PROBLEMA PROPOSTO A:
Diga se cada afirmação abaixo está de acordo com a resenha sobre Miley Cyrus e responda sim ou não, citando literalmente as palavras decisivas do texto: (i) Miley Cyrus estreou no seriado aos 11 anos; (ii) o Flaming Lips é a banda de apoio em todas as canções do disco; (iii) Miley Cyrus and Her Dead Petz é o terceiro álbum da cantora.

Resenha: Miley Cyrus – Miley Cyrus and Her Dead Petz


De uns anos para cá, comecei a ficar de saco cheio de qualquer criança prodígio que aparece em qualquer segmento. Com Miley Cyrus não foi diferente, e ainda pesa o fato de eu já ser bem velho quando Hannah Montana fez sua estreia na TV – prefiro iCarly, mas isso não vem ao caso. Aos 11 anos, a cantora fez sua estreia no seriado que mudaria sua vida para sempre, pagando o preço até hoje.

Quando cortamos para os dias atuais, lá se vão quase dez anos desde o primeiro disco lançado como Hannah Montana. E como as coisas mudaram. Ela cresceu, se rebelou contra o sistema, mostrou os peitos, teve sua vida revirada por sites de celebridades e quase virou uma nova Britney Spears, que chegou a raspar o cabelo por não suportar a pressão da perseguição por pare de repórteres e fotógrafos. Mas diferente da também ex-estrela da Disney, Miley Cyrus resolveu colocar tudo para fora através de sua música.

O primeiro sinal dessa mudança foi a amizade com Wayne Coyne, vocalista do Flaming Lips, que a convidou para cantar em duas músicas no disco With a Little Help from My Fwends, projeto da banda que fez uma releitura do clássico disco dos Beatles Sgt. Peppers Lonely Hearts Club Band. Então, essa colaboração virou participações em shows de ambos. Isso tudo culminou em Miley Cyrus and Her Dead Petz – o Flaming Lips é a banda de apoio em 14 das 23 canções – quinto álbum de Cyrus e sucessor do recheado de participações de astros e estrelas pop Bangerz.

Lançado no VMA do último domingo, "Dooo It!" traz uma cantora que diz ‘sim, eu fumo maconha’, já dando pinta de como será o andamento do trabalho no sentido de ser sem as amarras da gravadora, que não sabia o que viria pela frente, e com uma Cyrus mais solta. Aliás, essa primeira faixa é muito psicodélica e tem a cara dos trabalhos mais recentes do Flaming Lips. Também usando muitos elementos na melodia, "Karen Don't Be Sad” é uma balada para consolar uma amiga que perdeu as rédeas de sua vida para o mundo. Aqui, Miley dá um recado de esperança, amor e coragem em meio a um Katrina emocional.

A melodia extremamente delicada e cheia de overdubs de "The Floyd Song (Sunrise)" é ideal para a letra triste e cheia de frases fortes (‘morte, me leve com você, não quero viver sem minha flor’). Muito mais do que um álbum, o trabalho, em apenas três canções, é um puro desabafo de perdas – de animais, momentos e/ou pessoas. A acústica "Something About Space Dude" pega o lado romântico da cantora e coloca uma melodia diferente, um pouco mais sombria. Isso faz muita diferença, no caso entre ser uma balada bobinha e algo diferente.

(Linhas de um conjunto de dados de apontamento)
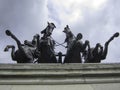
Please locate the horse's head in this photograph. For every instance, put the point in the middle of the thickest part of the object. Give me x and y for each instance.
(79, 36)
(48, 30)
(66, 29)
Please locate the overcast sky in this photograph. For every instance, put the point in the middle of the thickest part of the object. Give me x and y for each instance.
(97, 20)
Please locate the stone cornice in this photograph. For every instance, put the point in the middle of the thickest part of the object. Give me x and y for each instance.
(58, 74)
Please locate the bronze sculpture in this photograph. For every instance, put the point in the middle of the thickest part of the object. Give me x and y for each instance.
(41, 50)
(46, 46)
(95, 55)
(25, 53)
(74, 47)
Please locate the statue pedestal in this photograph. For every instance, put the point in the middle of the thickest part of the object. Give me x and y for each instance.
(59, 76)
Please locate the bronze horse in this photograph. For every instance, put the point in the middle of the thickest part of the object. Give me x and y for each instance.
(26, 52)
(95, 55)
(74, 47)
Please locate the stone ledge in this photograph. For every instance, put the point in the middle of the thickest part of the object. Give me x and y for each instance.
(58, 74)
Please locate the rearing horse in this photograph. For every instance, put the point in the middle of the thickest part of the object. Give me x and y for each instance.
(95, 55)
(25, 53)
(46, 46)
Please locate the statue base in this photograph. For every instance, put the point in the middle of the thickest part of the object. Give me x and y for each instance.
(59, 76)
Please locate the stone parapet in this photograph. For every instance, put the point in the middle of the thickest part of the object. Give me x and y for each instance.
(59, 74)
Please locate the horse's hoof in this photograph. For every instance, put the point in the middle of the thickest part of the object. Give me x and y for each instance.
(8, 32)
(116, 34)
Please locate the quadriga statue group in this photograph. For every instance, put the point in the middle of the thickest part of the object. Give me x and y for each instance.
(41, 49)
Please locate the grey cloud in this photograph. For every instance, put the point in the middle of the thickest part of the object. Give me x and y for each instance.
(24, 18)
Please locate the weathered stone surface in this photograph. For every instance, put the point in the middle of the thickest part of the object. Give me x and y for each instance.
(58, 74)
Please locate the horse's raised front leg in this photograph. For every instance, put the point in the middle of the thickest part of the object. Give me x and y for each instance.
(105, 51)
(12, 52)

PROBLEMA PROPOSTO B:
Reescale as linhas de dados a partir da linha que contém "Please locate the horse's hoof" até a última linha de dados, incluindo as duas, e reescreva cada uma por inteiro. Multiplique por 2,05 cada coordenada das respostas e arredonde o resultado para um número inteiro, com as metades arredondadas para cima.

RESPOSTA A:
(i) Sim: "Aos 11 anos, a cantora fez sua estreia no seriado que mudaria sua vida para sempre".
(ii) Não: "o Flaming Lips é a banda de apoio em 14 das 23 canções".
(iii) Não: "quinto álbum de Cyrus".

RESPOSTA B:
Please locate the horse's hoof in this photograph. For every instance, put the point in the middle of the thickest part of the object. Give me x and y for each instance.
(16, 66)
(238, 70)
Please locate the quadriga statue group in this photograph. For every instance, put the point in the middle of the thickest part of the object. Give me x and y for each instance.
(84, 100)
Please locate the grey cloud in this photograph. For every instance, put the point in the middle of the thickest part of the object. Give me x and y for each instance.
(49, 37)
Please locate the weathered stone surface in this photograph. For every instance, put the point in the middle of the thickest part of the object. Give me x and y for each instance.
(119, 152)
Please locate the horse's raised front leg in this photograph. For every instance, put the point in the middle of the thickest part of the object. Give me x and y for each instance.
(215, 105)
(25, 107)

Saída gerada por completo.